__DIRECTION__: Change every "Where can you spot" in the records below to "Where do you see", and leave everything else as it is.
=== SOURCE RECORDS ===
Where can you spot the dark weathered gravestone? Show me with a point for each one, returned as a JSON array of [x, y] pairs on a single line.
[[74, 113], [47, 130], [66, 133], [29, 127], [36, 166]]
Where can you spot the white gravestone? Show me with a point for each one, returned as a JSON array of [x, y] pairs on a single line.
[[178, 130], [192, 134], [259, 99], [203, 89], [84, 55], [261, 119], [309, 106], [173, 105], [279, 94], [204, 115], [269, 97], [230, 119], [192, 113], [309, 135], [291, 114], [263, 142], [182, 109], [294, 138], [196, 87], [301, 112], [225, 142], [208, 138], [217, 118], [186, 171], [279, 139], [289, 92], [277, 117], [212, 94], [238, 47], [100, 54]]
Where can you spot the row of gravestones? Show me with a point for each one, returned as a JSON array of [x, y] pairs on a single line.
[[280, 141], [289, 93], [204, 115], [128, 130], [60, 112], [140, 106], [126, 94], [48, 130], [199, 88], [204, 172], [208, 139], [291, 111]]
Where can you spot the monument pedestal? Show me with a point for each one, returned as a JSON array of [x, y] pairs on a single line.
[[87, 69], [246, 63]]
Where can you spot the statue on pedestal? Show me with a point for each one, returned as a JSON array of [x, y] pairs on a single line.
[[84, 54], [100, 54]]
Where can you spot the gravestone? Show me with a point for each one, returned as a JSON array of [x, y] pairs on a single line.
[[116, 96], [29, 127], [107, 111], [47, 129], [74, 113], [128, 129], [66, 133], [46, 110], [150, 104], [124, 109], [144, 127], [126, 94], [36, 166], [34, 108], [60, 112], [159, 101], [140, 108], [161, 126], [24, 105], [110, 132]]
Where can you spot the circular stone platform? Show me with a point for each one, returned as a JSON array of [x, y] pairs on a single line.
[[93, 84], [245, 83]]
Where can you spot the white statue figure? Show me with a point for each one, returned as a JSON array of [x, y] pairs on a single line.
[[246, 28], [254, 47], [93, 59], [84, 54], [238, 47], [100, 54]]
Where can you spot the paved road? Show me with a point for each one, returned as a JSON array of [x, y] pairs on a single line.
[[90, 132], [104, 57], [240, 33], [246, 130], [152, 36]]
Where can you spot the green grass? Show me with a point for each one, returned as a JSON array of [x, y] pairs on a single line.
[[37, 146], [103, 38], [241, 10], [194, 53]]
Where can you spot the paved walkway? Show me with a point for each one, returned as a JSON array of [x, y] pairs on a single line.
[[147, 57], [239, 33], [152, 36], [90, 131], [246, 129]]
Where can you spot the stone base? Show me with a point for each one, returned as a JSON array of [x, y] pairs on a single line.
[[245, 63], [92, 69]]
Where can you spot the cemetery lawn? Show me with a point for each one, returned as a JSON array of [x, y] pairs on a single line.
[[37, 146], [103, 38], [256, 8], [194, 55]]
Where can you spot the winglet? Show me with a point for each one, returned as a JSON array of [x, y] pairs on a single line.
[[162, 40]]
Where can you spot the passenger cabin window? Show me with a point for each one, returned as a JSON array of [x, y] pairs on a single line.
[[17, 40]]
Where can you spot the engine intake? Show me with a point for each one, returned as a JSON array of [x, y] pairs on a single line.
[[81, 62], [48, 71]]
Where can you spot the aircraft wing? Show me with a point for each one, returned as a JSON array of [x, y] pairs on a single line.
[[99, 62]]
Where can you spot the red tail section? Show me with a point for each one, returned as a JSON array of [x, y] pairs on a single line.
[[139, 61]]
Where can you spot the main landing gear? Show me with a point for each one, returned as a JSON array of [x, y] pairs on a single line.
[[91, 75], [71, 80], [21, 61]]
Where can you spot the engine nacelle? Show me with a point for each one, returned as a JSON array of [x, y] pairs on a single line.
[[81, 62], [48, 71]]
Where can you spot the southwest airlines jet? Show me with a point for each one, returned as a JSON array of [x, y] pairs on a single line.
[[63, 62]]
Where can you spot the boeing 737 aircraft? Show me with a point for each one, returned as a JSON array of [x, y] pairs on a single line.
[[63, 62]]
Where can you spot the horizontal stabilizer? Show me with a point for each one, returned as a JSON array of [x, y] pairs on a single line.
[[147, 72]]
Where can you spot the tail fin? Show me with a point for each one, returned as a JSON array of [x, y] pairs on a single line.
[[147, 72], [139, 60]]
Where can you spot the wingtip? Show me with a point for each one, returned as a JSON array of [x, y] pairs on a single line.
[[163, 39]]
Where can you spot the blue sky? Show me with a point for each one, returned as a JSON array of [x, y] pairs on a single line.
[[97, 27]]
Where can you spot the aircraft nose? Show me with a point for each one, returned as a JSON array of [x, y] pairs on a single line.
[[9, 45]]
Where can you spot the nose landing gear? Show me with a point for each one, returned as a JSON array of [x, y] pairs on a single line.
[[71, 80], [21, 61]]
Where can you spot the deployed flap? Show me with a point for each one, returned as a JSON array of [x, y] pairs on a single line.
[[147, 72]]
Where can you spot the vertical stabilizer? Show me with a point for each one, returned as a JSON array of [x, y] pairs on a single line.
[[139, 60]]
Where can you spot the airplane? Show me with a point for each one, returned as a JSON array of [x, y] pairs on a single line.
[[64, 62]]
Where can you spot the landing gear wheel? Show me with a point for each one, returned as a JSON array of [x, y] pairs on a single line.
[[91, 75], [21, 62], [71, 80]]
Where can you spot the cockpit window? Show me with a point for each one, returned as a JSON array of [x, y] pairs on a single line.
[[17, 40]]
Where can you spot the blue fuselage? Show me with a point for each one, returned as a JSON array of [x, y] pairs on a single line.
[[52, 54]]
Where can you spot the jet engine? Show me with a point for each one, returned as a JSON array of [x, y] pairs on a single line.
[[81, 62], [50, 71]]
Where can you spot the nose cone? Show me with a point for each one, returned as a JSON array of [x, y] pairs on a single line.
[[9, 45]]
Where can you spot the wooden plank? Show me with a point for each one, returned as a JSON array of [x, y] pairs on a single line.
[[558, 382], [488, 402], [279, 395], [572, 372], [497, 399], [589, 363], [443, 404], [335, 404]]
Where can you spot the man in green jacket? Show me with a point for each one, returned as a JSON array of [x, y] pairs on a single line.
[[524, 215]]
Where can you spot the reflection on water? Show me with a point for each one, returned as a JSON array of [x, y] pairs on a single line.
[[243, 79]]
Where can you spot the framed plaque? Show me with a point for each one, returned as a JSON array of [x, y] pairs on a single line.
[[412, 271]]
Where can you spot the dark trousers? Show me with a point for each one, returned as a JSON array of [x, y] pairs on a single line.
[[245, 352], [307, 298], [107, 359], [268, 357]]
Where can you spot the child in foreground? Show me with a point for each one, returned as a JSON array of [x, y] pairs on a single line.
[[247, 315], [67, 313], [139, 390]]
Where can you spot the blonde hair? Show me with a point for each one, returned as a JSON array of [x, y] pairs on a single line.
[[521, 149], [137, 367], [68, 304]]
===
__SOLUTION TO THE PROBLEM__:
Where do you see the dark weathered gravestone? Show me with a point for each one, returned as a JSON array of [x, y] pairs on a single line.
[[74, 113], [47, 130], [66, 133], [29, 127], [36, 166]]
Where do you see the white gravestone? Show me with a point for each one, returned as a JSON array of [x, y] pairs on a single line.
[[178, 130], [192, 134], [259, 99], [203, 89], [84, 55], [261, 119], [309, 106], [173, 105], [279, 94], [204, 115], [269, 97], [230, 119], [192, 113], [309, 135], [291, 114], [263, 142], [182, 109], [294, 138], [196, 87], [301, 112], [225, 142], [208, 138], [217, 118], [186, 171], [279, 139], [289, 92], [277, 117], [212, 94], [238, 47], [100, 54]]
Where do you see the row of gravestones? Show me with a point for each one, returned as a JSON array of [x, y] pairs on a single line.
[[280, 141], [289, 93], [204, 115], [128, 130], [60, 112], [140, 106], [126, 94], [48, 130], [199, 88], [204, 172], [208, 139], [291, 111]]
Where do you see the monument pedestal? Show me with a point for each one, returned as a JSON array of [x, y] pairs on a single line.
[[87, 69], [246, 63]]
Where do you see the statue on pedestal? Show me with a point for each one, returned as a JSON array of [x, y] pairs on a single line.
[[84, 54], [100, 54]]
Where do you see the gravestone? Show me with a point for each one, returned as a JSON array of [x, y] pairs on a single line.
[[116, 96], [29, 127], [107, 111], [47, 129], [74, 113], [128, 129], [66, 133], [46, 110], [150, 104], [124, 109], [144, 127], [126, 94], [36, 166], [34, 108], [60, 112], [159, 101], [140, 108], [161, 126], [24, 105], [110, 132]]
Where do you see the circular stone platform? Show me with a point for each one, returned as a JSON array of [x, y] pairs on a single line.
[[93, 84], [245, 83]]
Where do you see the white statue figure? Show me with a point for each one, returned as a JSON array of [x, y] pairs on a single line.
[[246, 28], [254, 47], [93, 59], [84, 54], [238, 47], [100, 54]]
Where do you see the paved road? Show me with a point for each one, returned as a JSON array of [x, y] pairs on a single line.
[[90, 132], [104, 57], [240, 33], [246, 130], [152, 36]]
Where do you see the green grass? Show me with a point for each one, returned as a JSON array of [x, y] pairs on a single line.
[[37, 146], [103, 38], [241, 10], [194, 53]]
Where do you see the paved walkway? Show me with a point for each one, returned as a JSON array of [x, y] pairs on a single line.
[[147, 57], [239, 33], [152, 36], [90, 131], [246, 129]]
Where do you see the stone base? Show me with a point for each one, returned as a JSON array of [x, y] pairs on a single line.
[[245, 63], [92, 69]]
Where do you see the cemetery lawn? Show me with a point for each one, returned as a JSON array of [x, y] pairs on a single line.
[[37, 146], [103, 38], [256, 8], [194, 55]]
Where do you see the winglet? Show me with a point for each one, returned as a JSON array of [x, y] pairs on a single line.
[[162, 40]]
Where do you see the passenger cabin window? Show me with a point for each one, returned as a JSON array of [x, y] pairs on a single line.
[[17, 40]]
Where do you see the engine intake? Show me with a point for each one, returned as a JSON array of [x, y] pairs on a single line.
[[81, 62], [48, 71]]
Where do you see the aircraft wing? Show me with a point for each one, returned as a JSON array of [x, y] pairs on a single line.
[[99, 62]]
Where do you see the red tail section? Show me with a point for each one, returned as a JSON array of [x, y] pairs on a single line.
[[139, 61]]
Where do you see the main landing gear? Show me with a point for each one, returned as a JSON array of [x, y] pairs on a single line.
[[91, 75], [71, 80], [21, 61]]
Where do you see the engine nacelle? Show me with a point for each one, returned as a JSON array of [x, y] pairs on a single line.
[[81, 62], [48, 71]]
Where do you see the southwest airlines jet? Show me with a point for each one, returned as a JSON array of [x, y] pairs on a single line.
[[63, 62]]
Where do you see the boeing 737 aircraft? Show me with a point for each one, returned as a JSON array of [x, y] pairs on a single line.
[[63, 62]]
Where do you see the horizontal stabilizer? Show me with a point for each one, returned as a JSON array of [x, y] pairs on a single line.
[[147, 72]]
Where do you see the tail fin? Show me with a point for each one, returned as a JSON array of [x, y] pairs on a single line.
[[147, 72], [139, 60]]
Where do you see the wingtip? Show me with a point for each one, returned as a JSON array of [x, y] pairs on a single line.
[[163, 39]]
Where do you see the blue sky? Show me with a point for each one, returned as a JSON array of [x, y] pairs on a single line.
[[97, 27]]
Where do you see the aircraft nose? Show me with a point for each one, returned as a JSON array of [x, y] pairs on a single line.
[[9, 45]]
Where do you see the nose landing gear? Show me with a point for each one, returned as a JSON array of [x, y] pairs on a single line.
[[71, 80], [21, 61]]
Where do you see the deployed flap? Show me with a point for each one, returned as a JSON array of [x, y] pairs on a single line.
[[147, 72]]
Where do you see the vertical stabilizer? Show me with a point for each one, returned as a JSON array of [x, y] pairs on a single line.
[[139, 60]]
Where do you see the airplane? Show me with a point for each one, returned as a JSON array of [x, y] pairs on a single line.
[[64, 62]]
Where do you see the landing gear wheel? Show me with a point for each one, returned as a JSON array of [x, y] pairs on a single line.
[[91, 75], [21, 62], [71, 80]]
Where do you see the cockpit window? Show me with a point for each one, returned as a JSON array of [x, y] pairs on a single line.
[[17, 40]]
Where do you see the blue fuselage? Show me with a point for each one, returned as a JSON array of [x, y] pairs on a single line.
[[52, 54]]
Where do you see the jet engine? Show me with a point for each one, returned as a JSON array of [x, y] pairs on a single line.
[[81, 62], [50, 71]]
Where do you see the nose cone? Show me with a point for each one, returned as a JSON array of [x, y] pairs on a single line.
[[9, 45]]
Where do you see the wooden plank? Show me with a point for each one, returned as a JSON array of [x, y] pairs on a single line.
[[558, 382], [488, 402], [279, 395], [572, 372], [497, 399], [589, 363], [443, 404], [335, 404]]
Where do you see the man in green jacket? Show me with a point for each one, returned as a JSON array of [x, y] pairs on a single line.
[[524, 215]]
Where do you see the reflection on water? Show me with a point for each one, returned as a JSON array of [x, y] pairs on a single line.
[[243, 79]]
Where do you see the framed plaque? Show me with a point for each one, returned as a JSON array of [x, y] pairs on a single line.
[[412, 271]]
Where do you see the dark trousers? Show me with a point for each one, returned as a JSON array of [x, y] pairs on a single line.
[[245, 352], [307, 298], [107, 359], [268, 357]]
Where do you see the child in foreground? Show me with a point for each one, returned as a JSON array of [x, y] pairs on a single line.
[[247, 315], [67, 313], [139, 390]]
Where do you see the blonde hair? Show me with a point for each one, returned as a JSON array of [x, y] pairs on a single line.
[[521, 149], [137, 367], [68, 304]]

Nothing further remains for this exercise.